EXERCISE GOAL.
Set down exactly the lines from the one containing "Final review stage: ensure every green" through the end of the records below, both included, and nothing else.

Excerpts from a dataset
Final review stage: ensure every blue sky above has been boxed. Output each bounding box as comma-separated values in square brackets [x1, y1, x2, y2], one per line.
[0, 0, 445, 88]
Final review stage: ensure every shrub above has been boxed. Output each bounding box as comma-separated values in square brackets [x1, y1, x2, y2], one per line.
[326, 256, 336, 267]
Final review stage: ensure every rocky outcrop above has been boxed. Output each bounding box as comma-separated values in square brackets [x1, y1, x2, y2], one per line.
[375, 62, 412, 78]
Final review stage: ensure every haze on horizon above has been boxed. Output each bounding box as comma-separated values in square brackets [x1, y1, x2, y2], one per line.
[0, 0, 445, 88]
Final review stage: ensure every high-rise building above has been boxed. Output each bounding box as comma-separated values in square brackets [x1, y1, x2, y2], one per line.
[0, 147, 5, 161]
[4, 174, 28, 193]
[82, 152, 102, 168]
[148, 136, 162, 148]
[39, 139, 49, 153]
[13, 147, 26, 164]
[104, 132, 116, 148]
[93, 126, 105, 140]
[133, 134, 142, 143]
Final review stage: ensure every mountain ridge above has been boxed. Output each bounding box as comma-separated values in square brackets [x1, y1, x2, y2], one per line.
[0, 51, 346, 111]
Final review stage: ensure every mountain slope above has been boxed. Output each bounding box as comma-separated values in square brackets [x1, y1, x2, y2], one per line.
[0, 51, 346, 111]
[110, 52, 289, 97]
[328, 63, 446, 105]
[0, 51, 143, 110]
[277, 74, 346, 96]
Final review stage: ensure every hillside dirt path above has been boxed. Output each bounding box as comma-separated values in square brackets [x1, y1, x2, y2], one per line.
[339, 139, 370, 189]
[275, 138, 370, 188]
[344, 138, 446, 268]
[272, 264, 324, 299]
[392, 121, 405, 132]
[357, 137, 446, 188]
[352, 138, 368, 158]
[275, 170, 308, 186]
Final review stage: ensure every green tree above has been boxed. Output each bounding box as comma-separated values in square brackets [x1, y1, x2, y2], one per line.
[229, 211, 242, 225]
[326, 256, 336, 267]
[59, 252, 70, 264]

OUTPUT OF THE EXERCISE.
Final review stage: ensure every green tree above has been boxed. Output each bounding box as comma-separated values in square brackets [x1, y1, x2, y2], one per line.
[229, 211, 242, 225]
[326, 256, 336, 267]
[59, 252, 70, 264]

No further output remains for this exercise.